Over the years I've lost several dogs and cats, usually to age (theirs, not mine!).  Each time I would tell myself that when _Brandy _or _Mac_ (or whatever the name of the last pet) thought it was time for me to get another one then the next one will find me. Seems it has always happened that way. And who can turn away a pet that instantly takes a liking to you? 

A few years ago I wanted to get another dog but kept off even looking for one because of my age and the fear that no one would take care of it after I died. Well, a little mixed breed showed up IN my fence and no one in the area claimed her. When I took her to the vet I was told she was about 5 years old. Well, she's now 8 and I don't think I could have found a better fit on my own. 

So, when the time is right, I believe you'll run into another companion.


----------



## Keesha (Nov 26, 2019)

terry123 said:


> Sorry, Keesha we will have to agree but disagree on this one. Just my opinion and I stand by it.


So you know better about the smell and cleanliness of my own house better than I do? That’s amazing terry.  Yes we WILL choose to disagree.


----------



## terry123 (Nov 26, 2019)

No. I don't know about your house Keesha but you are used to the smell and that's why it does not bother you.


----------



## Keesha (Nov 26, 2019)

__DATA EXTRACT__:
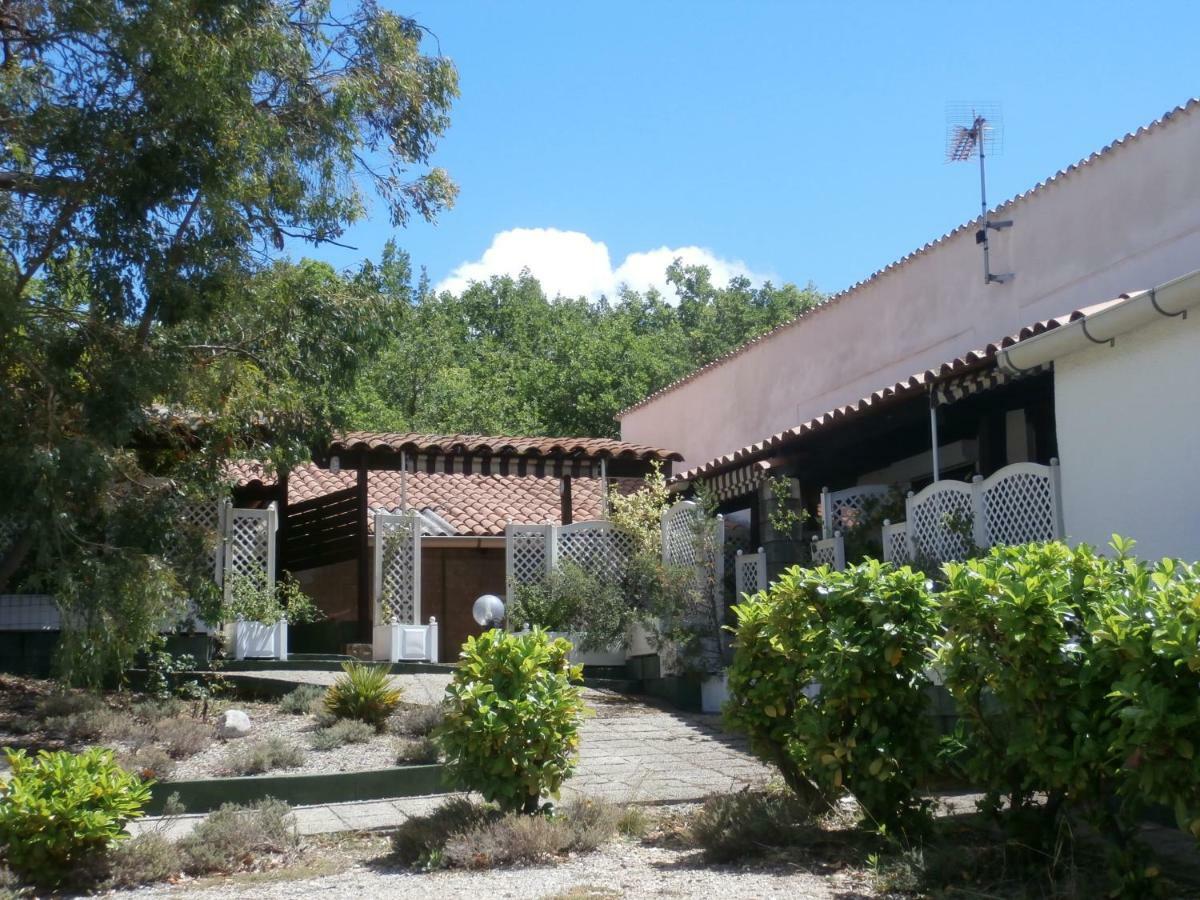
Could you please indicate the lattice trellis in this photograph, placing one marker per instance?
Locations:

__SET OF TASKS__:
- a) Answer these about the forum thread on pets, one line each:
(i) How old did the vet say the mixed-breed dog was?
(ii) How old is that dog now?
(iii) According to terry123, why doesn't the smell bother Keesha?
- b) Please write out the passage of the forum thread on pets from "A few years" up to and including "into another companion.", copying it word for word.

__LIST OF SOLUTIONS__:
- a)
(i) About 5 years old.
(ii) 8.
(iii) Because Keesha is used to the smell.

- b)
A few years ago I wanted to get another dog but kept off even looking for one because of my age and the fear that no one would take care of it after I died. Well, a little mixed breed showed up IN my fence and no one in the area claimed her. When I took her to the vet I was told she was about 5 years old. Well, she's now 8 and I don't think I could have found a better fit on my own. 

So, when the time is right, I believe you'll run into another companion.